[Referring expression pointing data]
BEGIN

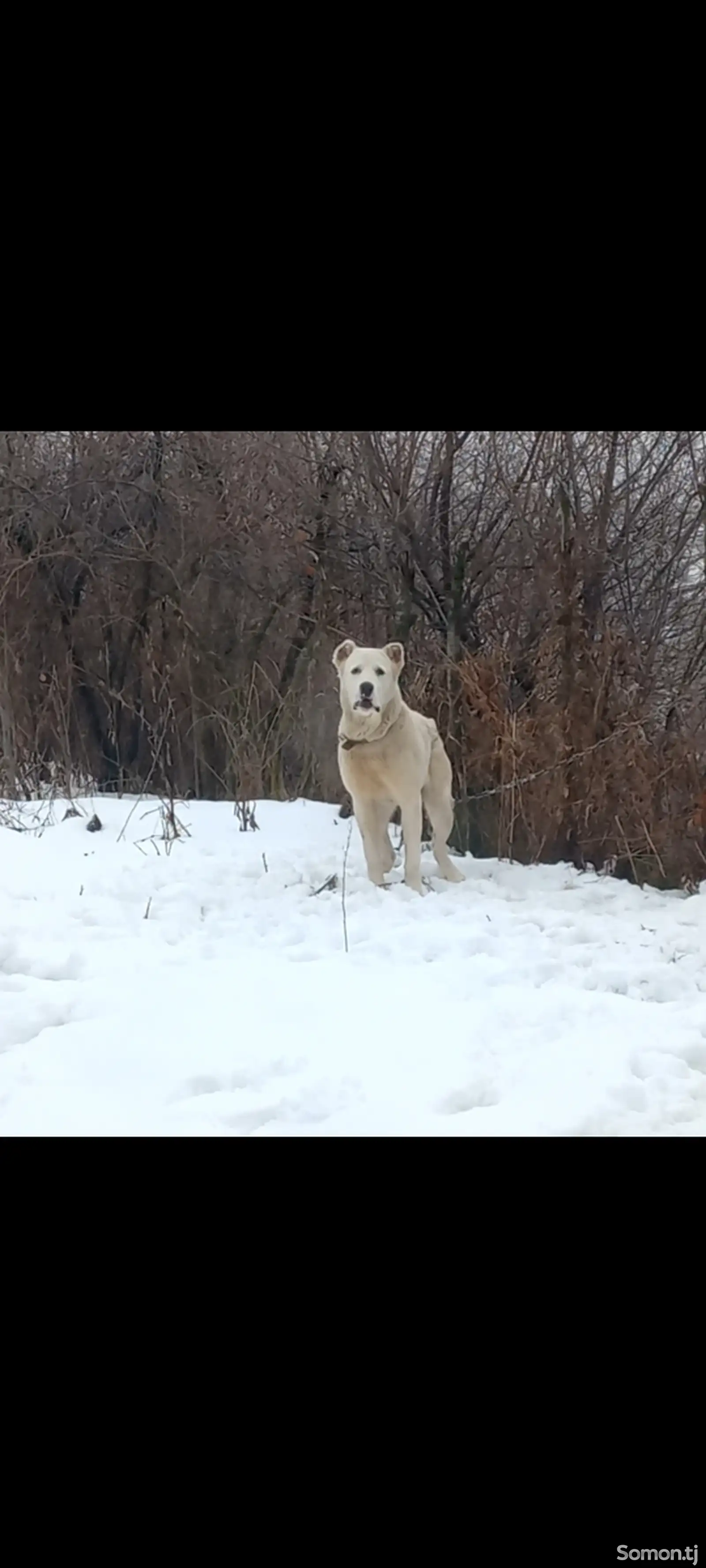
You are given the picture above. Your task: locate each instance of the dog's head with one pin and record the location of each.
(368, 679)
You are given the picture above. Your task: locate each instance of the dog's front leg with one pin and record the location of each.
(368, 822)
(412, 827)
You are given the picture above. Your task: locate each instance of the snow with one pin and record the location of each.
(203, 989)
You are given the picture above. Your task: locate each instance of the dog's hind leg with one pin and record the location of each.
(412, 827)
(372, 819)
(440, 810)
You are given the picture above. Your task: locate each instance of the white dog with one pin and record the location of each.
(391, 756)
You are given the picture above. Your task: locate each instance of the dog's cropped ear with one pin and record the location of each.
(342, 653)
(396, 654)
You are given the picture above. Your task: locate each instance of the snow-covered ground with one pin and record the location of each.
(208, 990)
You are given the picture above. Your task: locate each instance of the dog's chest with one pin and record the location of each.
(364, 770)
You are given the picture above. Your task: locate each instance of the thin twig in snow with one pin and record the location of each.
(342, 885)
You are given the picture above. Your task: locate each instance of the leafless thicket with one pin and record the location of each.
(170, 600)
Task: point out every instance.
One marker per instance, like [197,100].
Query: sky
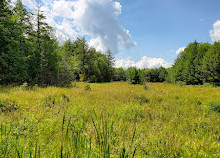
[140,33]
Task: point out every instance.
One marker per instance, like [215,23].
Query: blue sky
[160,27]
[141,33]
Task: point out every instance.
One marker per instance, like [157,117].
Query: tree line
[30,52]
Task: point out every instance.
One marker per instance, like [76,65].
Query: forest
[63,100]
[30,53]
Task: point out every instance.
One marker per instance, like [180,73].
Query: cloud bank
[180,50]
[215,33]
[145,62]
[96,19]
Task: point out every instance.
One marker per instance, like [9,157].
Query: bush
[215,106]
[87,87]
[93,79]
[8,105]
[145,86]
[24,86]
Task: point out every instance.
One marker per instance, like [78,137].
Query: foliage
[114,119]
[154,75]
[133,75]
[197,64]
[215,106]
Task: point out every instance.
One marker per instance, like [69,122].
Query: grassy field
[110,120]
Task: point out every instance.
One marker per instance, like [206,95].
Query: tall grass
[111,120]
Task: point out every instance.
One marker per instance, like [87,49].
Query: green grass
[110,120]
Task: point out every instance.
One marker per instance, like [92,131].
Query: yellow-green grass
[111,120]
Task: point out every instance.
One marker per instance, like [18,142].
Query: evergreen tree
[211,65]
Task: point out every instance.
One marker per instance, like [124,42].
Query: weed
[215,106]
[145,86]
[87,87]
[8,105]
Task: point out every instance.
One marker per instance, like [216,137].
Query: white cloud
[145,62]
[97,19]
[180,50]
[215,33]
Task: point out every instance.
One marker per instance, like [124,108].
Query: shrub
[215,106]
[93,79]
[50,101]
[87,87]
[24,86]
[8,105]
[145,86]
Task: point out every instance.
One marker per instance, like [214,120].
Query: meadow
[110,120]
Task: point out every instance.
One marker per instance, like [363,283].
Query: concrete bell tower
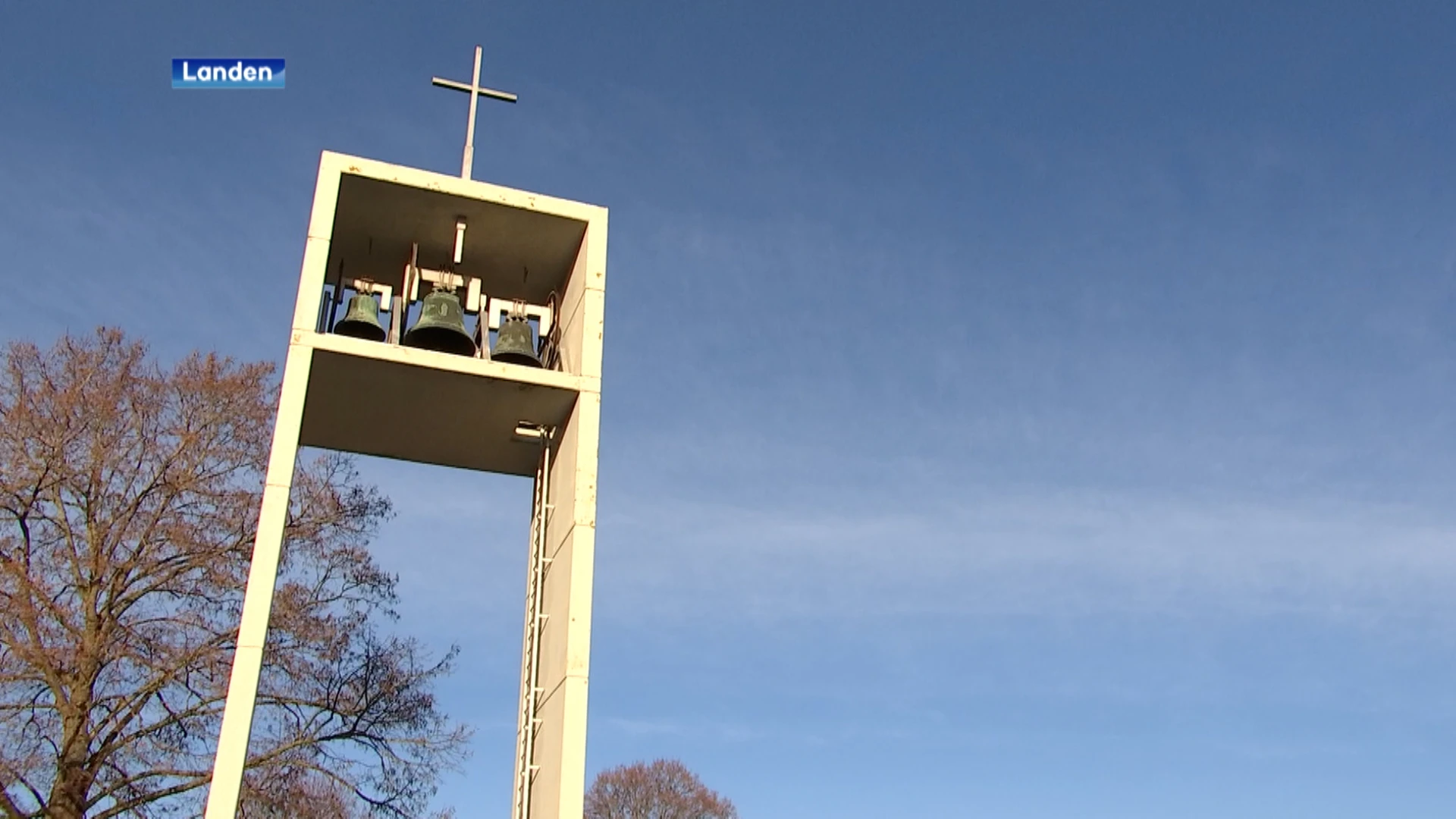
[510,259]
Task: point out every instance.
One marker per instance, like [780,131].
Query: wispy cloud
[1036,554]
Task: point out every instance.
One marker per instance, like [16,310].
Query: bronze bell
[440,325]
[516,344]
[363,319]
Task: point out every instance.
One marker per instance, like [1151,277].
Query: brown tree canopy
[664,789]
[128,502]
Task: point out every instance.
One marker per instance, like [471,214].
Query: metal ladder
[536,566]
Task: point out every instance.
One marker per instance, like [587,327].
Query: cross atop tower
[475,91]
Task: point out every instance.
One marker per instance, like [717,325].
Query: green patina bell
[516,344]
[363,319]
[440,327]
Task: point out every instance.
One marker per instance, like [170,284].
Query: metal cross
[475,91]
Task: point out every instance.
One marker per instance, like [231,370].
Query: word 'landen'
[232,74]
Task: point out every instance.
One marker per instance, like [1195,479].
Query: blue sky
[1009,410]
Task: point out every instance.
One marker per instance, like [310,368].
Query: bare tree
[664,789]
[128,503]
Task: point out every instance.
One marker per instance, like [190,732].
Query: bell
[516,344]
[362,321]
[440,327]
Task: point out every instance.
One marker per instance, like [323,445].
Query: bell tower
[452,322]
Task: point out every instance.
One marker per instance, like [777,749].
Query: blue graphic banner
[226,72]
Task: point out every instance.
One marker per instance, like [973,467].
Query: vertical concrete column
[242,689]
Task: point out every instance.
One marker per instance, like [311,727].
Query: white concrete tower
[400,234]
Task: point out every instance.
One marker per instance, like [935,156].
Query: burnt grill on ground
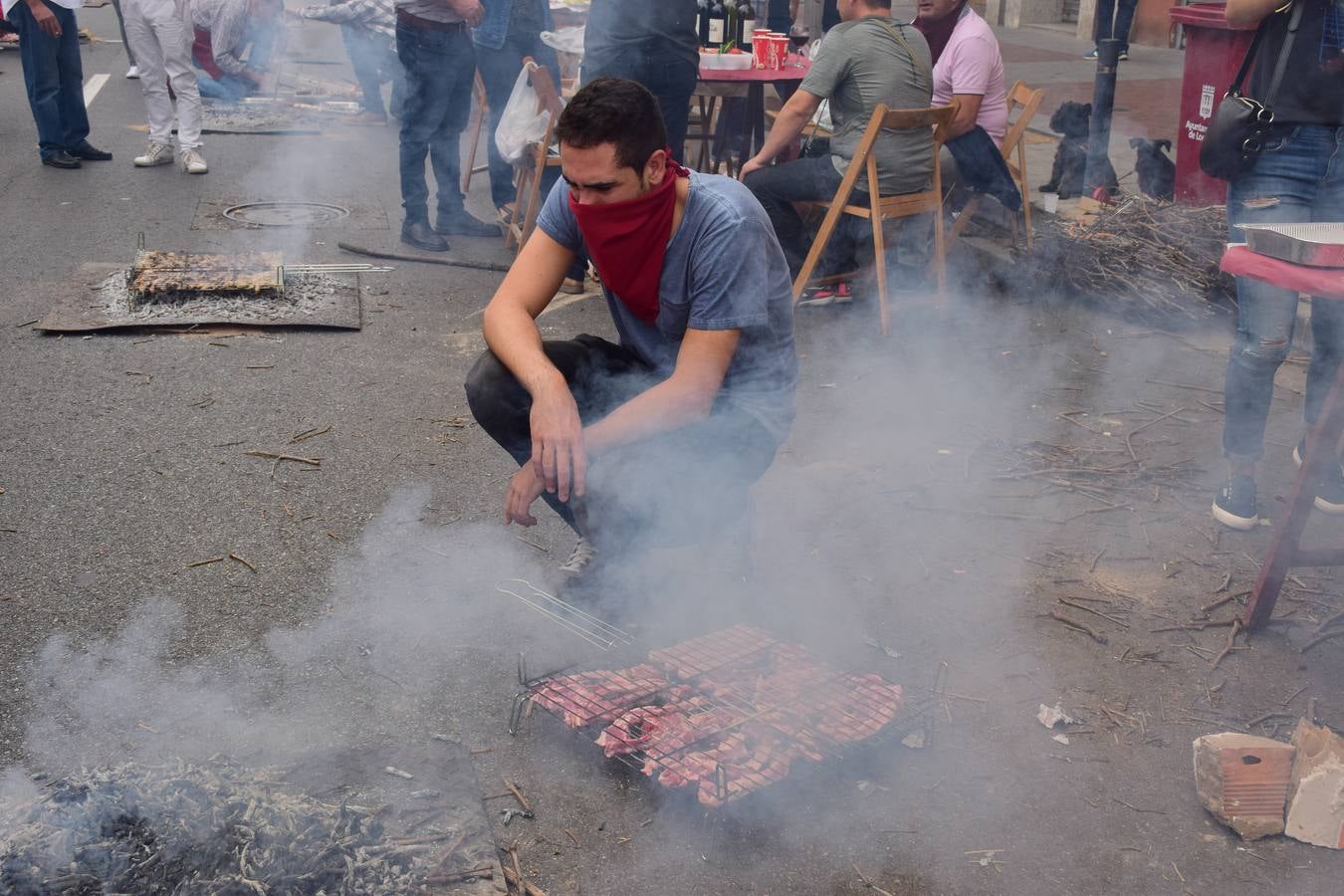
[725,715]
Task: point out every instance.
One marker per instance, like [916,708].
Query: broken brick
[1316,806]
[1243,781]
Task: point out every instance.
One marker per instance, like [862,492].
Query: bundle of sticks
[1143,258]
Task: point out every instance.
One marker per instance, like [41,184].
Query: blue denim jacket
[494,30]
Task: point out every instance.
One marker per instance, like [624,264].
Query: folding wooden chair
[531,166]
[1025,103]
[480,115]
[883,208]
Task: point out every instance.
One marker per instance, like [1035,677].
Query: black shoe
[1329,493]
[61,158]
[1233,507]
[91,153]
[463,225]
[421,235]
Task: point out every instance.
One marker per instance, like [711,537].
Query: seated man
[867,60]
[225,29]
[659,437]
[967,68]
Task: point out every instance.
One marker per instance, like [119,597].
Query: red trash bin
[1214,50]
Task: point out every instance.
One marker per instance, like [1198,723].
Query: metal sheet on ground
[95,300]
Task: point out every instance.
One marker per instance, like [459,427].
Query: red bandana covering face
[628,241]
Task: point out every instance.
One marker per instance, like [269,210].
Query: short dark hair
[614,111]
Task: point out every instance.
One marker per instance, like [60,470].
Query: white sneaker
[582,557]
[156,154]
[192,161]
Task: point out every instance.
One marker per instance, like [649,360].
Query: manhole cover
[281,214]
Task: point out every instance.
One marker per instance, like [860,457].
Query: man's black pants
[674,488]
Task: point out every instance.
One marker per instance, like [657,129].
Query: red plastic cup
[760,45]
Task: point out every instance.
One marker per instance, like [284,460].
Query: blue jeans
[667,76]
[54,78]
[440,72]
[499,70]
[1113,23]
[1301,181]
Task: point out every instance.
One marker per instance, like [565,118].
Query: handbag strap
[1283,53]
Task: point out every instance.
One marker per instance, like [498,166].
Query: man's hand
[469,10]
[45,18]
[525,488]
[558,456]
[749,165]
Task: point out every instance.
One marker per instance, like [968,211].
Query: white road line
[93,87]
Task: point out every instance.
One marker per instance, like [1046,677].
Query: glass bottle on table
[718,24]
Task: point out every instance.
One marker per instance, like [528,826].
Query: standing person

END

Each record is to be copied word for word, with no images carried over.

• [Response box]:
You are given the picture above. Your task: locate each instance of the dog's head with one pin and record the location of each.
(368, 679)
You are given the picture above. Your task: locate each instance of the dog's front leg with one pin and record the location of each.
(368, 822)
(412, 827)
You are given the picture above. Your task: locate each instance of the snow with one pin and record the location of each.
(203, 989)
You are given the picture above. Your task: locate each instance of the dog's hind leg with one pin and record the location of each.
(412, 827)
(372, 819)
(440, 810)
You are given the picture above. Your task: locate each instance of the white dog with one pin and record the location of each.
(391, 756)
You are given the picture above. Your task: locate each instance of the dog's cropped ear with one pin and record the location of each.
(342, 653)
(396, 654)
You are given the picture above. Your task: locate each instance of the snow-covered ground with one pin and record the location of each.
(208, 990)
You are given the picture above. Your task: locate each instance of the dog's chest with one pin and record the location of each.
(364, 770)
You are given the picture above. Your task: locate each instance of the thin twig in snow with one pin and record the location of each.
(342, 885)
You are given the picture above. Your task: locate each instance of the leafless thicket with one pin and record the location of each.
(170, 600)
Task: point out every instance.
One marker per instance, like [197,100].
Query: sky
[140,33]
Task: point out every instance.
One marker per instance, like [215,23].
Query: blue sky
[160,27]
[141,33]
Task: point out every instance.
One marker per instance, like [157,117].
Query: tree line
[30,52]
Task: point out every instance.
One marker per instance, like [76,65].
Query: forest
[63,100]
[30,53]
Task: point out every instance.
One marker per instance, like [180,73].
Query: cloud bank
[180,50]
[215,33]
[145,62]
[96,19]
Task: point out every instance.
One marker per instance, like [9,157].
Query: bush
[215,106]
[87,87]
[93,79]
[8,105]
[145,86]
[24,86]
Task: point out every instance.
One marker per instance, like [78,137].
Query: foliage
[114,119]
[154,75]
[133,75]
[197,64]
[215,106]
Task: point out every instance.
One marker per instance, like [69,122].
Query: grassy field
[110,120]
Task: point out every instance.
One marker per instance, like [206,95].
Query: tall grass
[111,120]
Task: point out every instance.
One marker per instance, like [87,49].
Query: green grass
[110,120]
Task: point out every instance.
One marker per instance, like [92,131].
Query: yellow-green grass
[111,120]
Task: point out every instance.
One marker per instance, like [18,142].
Query: evergreen tree
[211,65]
Task: point out every instance.
One marker per instance, like [124,42].
Query: weed
[215,106]
[145,86]
[87,87]
[8,105]
Task: point out every instance.
One marker per instance, like [216,137].
Query: white cloud
[145,62]
[97,19]
[180,50]
[215,33]
Task: point out every instance.
One marker per instance, like [124,108].
Query: shrub
[215,106]
[93,79]
[50,101]
[87,87]
[24,86]
[8,105]
[145,86]
Task: point out every instance.
One marker per instance, like [214,120].
Query: meadow
[110,120]
Task: point out every instance.
One marker per instance, like [363,283].
Query: concrete bell tower
[510,259]
Task: point out every instance.
One marker per instance, like [780,131].
Query: wispy cloud
[1036,554]
Task: point out every instance.
One marker per instance, like [16,310].
Query: bronze bell
[440,325]
[516,344]
[363,319]
Task: point out every instance.
One marker per instance, like [1151,277].
Query: brown tree canopy
[664,789]
[128,502]
Task: point out every instance.
One marker per instance, like [471,214].
Query: metal ladder
[536,566]
Task: point out every instance.
One marker per instance, like [587,327].
Query: cross atop tower
[475,91]
Task: point out every instance.
One marker per instance, like [717,325].
Query: green patina bell
[516,344]
[363,319]
[440,327]
Task: point out every instance.
One marker per instance, like [170,284].
Query: metal cross
[475,91]
Task: point out every instance.
One marker per instance, like [231,370].
Query: word 'landen'
[232,74]
Task: point out every instance.
One marker per instance, like [1195,479].
Query: blue sky
[1009,410]
Task: point out every instance.
One marker per instance, like [310,368].
Query: bare tree
[664,789]
[128,503]
Task: point out every instance.
One marker per instance, like [190,732].
Query: bell
[516,344]
[362,321]
[440,327]
Task: point out every instance.
One marker per instance, like [323,445].
Query: bell tower
[452,322]
Task: point out every instance.
One marker per instance, like [777,749].
Query: blue graphic banner
[226,72]
Task: point out every instance.
One marker per instance, like [973,467].
Query: vertical concrete column
[242,689]
Task: point out every instance.
One marker per instance, like [311,727].
Query: white concrete tower
[400,234]
Task: point out every instance.
One marker per instance, like [935,156].
Query: burnt grill on ground
[725,715]
Task: point out every instance.
One marker per instance, like [916,708].
Query: broken brick
[1316,806]
[1243,781]
Task: point out every instance.
One marker per instance, like [862,492].
Query: bundle of sticks
[1143,258]
Task: point out every instance.
One marker per instance, like [41,184].
Query: blue denim jacket
[494,30]
Task: point out every instance.
One marker per instance, like [624,264].
Query: folding wooden chair
[531,166]
[1025,103]
[480,115]
[883,208]
Task: point out every instance.
One marker per instance, like [1035,677].
Query: black shoe
[1329,493]
[61,158]
[1233,507]
[91,153]
[463,225]
[421,235]
Task: point out every instance.
One marker per instance, like [711,537].
Query: seated man
[867,60]
[225,29]
[659,437]
[967,68]
Task: point out every instance.
One marker per instance, like [119,597].
Query: red trash bin
[1214,50]
Task: point out every instance.
One marker per instance, like [1198,723].
Query: metal sheet on ground
[95,300]
Task: point out every instance.
One marker per instance, like [459,427].
Query: red bandana covering face
[628,241]
Task: point out every instance.
One marker per instance, like [269,210].
Query: short dark hair
[614,111]
Task: point out every instance.
One marker per instance, like [60,470].
Query: white sneaker
[582,557]
[156,154]
[192,161]
Task: point out every instance.
One marker per instance, like [649,360].
Query: manhole cover
[281,214]
Task: point out every instance.
One marker per instance, like [860,457].
Query: man's black pants
[674,488]
Task: point out every instance.
One marker per instance, like [657,129].
Query: red plastic cup
[760,45]
Task: point out every instance.
One marker per instance, like [284,460].
Query: blue jeans
[667,76]
[54,78]
[440,72]
[499,70]
[1113,23]
[1301,181]
Task: point out every instance.
One marker per instance, like [565,118].
Query: handbag strap
[1283,53]
Task: point out every instance.
One marker per instance, like [498,166].
Query: man's hand
[469,10]
[45,18]
[525,488]
[558,456]
[749,165]
Task: point out every instance.
One marker per instance, like [968,211].
Query: white road line
[93,87]
Task: point out every instance.
One marker per instance, like [1046,677].
Query: glass bottle on table
[718,24]
Task: point out every instance.
One marker per instance, like [528,826].
Query: standing person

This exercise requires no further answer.